### PROVIDED MATERIAL
=== Section Start ===
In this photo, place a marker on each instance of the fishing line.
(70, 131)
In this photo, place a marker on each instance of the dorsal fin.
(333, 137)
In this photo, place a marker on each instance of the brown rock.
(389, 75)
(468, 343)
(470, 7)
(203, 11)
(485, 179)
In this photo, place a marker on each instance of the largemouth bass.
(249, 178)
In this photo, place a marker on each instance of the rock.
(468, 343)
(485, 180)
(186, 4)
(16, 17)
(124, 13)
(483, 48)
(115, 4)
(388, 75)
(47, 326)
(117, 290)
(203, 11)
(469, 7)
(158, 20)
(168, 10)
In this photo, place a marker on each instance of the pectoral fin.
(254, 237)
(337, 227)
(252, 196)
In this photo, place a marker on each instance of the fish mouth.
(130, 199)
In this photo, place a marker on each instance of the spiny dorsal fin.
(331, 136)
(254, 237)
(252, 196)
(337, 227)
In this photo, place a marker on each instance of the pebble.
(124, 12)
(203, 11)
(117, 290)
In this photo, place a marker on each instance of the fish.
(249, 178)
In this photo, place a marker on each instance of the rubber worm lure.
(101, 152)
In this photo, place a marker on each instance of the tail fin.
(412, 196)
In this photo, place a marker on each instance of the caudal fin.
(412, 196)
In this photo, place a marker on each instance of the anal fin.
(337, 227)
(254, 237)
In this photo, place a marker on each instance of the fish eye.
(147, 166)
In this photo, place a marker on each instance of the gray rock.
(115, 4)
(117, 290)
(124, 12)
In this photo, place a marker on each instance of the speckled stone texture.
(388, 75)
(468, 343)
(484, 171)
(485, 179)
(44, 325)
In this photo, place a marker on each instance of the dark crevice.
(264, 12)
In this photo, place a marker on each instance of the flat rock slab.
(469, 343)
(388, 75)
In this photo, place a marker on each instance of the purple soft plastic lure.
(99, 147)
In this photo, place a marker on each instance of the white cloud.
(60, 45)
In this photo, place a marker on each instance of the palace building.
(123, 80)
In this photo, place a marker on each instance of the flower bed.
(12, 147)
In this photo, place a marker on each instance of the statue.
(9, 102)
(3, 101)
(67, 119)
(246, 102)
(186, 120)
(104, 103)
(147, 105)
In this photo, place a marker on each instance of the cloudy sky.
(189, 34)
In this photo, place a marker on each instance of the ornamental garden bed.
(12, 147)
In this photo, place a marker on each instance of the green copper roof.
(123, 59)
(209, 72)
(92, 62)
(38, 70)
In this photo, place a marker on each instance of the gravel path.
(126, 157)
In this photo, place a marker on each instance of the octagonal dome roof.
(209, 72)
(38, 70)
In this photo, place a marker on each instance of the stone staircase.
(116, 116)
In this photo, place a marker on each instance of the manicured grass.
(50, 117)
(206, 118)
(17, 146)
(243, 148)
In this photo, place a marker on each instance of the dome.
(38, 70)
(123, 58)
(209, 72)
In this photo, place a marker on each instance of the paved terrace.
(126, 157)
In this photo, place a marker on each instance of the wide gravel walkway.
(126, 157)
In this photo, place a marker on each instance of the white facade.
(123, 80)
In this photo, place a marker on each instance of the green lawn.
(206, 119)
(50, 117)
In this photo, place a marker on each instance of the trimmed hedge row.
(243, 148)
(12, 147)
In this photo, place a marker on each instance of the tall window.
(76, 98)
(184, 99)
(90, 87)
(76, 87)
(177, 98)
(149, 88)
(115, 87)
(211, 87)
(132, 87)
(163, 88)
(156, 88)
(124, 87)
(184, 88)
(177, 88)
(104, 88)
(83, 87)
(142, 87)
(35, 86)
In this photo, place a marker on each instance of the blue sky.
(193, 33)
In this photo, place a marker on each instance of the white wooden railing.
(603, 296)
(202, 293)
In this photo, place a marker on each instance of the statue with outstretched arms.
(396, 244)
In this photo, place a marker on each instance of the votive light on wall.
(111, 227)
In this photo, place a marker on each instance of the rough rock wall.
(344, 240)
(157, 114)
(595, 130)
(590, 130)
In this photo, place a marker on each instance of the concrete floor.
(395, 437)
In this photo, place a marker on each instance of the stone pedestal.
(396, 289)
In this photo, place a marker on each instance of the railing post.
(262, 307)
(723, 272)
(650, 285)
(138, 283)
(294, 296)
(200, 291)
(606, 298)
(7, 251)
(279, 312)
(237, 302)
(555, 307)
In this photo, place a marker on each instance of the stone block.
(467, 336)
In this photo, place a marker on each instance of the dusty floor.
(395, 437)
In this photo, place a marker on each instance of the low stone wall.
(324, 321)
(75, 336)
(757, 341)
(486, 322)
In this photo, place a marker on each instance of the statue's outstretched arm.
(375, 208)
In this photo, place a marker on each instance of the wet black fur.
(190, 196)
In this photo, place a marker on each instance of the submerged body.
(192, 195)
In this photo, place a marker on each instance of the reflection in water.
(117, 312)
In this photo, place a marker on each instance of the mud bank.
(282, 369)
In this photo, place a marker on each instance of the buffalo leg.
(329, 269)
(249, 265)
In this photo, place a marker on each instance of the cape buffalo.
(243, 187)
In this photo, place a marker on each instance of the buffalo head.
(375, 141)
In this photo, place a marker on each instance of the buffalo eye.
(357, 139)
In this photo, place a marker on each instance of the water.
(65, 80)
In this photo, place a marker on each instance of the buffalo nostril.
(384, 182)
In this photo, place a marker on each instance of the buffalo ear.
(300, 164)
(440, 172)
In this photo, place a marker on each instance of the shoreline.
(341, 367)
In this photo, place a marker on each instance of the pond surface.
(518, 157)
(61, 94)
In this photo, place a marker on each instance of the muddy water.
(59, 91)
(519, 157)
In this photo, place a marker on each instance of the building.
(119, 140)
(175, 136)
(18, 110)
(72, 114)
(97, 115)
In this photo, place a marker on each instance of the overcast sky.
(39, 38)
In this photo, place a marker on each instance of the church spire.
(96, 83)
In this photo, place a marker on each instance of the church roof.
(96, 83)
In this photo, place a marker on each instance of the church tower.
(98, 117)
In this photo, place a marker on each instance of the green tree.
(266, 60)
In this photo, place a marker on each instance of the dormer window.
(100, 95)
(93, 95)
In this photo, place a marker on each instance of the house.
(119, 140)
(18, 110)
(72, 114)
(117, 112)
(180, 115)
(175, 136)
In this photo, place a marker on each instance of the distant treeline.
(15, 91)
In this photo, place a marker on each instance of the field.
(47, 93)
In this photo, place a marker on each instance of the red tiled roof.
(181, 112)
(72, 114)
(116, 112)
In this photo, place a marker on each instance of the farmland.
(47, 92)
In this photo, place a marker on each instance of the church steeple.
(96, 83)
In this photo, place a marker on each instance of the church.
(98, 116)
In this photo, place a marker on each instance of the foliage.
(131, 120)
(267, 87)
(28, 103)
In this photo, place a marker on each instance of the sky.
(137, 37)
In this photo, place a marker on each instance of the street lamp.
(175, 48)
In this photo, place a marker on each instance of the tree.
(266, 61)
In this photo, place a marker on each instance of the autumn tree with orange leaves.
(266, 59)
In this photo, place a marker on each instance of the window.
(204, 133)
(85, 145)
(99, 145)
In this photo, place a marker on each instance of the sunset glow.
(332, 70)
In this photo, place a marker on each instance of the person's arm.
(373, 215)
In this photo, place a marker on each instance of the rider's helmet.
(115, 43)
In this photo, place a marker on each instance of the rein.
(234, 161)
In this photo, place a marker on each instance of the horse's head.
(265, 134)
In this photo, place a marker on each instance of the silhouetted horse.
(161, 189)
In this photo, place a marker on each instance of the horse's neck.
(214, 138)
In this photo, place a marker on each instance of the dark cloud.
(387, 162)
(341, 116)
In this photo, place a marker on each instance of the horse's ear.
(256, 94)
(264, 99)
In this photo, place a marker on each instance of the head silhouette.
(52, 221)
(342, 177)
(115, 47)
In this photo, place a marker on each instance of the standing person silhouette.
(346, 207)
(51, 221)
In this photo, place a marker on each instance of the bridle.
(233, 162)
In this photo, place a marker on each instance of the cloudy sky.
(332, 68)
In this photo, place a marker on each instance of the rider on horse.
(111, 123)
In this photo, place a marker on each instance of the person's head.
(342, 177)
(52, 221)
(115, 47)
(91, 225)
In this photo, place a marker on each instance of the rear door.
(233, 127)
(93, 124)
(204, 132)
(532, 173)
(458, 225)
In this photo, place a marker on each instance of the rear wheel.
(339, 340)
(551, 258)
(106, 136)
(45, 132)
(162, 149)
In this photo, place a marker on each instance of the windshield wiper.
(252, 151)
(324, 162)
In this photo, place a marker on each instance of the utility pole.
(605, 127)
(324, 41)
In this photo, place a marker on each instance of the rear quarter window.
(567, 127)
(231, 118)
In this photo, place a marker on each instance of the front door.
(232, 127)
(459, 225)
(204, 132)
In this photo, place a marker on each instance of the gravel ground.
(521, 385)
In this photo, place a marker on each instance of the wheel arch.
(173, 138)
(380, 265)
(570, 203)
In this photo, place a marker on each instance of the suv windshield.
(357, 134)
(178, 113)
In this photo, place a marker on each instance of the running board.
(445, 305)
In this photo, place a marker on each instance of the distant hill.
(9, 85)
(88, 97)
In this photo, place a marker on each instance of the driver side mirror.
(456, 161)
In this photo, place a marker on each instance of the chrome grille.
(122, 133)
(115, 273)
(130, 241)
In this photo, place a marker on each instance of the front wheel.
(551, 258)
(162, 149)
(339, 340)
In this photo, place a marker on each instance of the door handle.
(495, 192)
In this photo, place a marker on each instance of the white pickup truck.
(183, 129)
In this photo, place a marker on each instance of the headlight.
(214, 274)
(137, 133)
=== Section End ===
### WHAT IS EXPECTED
Transcribe, word for word, every line from the one containing "the front wheel." through the final line of the entries, and nothing else.

### ANSWER SPACE
In this photo, place a marker on each instance of the front wheel.
(551, 258)
(162, 149)
(339, 340)
In this photo, place a marker on each instance of the door handle.
(495, 192)
In this photo, place a marker on each instance of the white pickup truck.
(183, 129)
In this photo, place a marker on each instance of the headlight.
(214, 274)
(137, 133)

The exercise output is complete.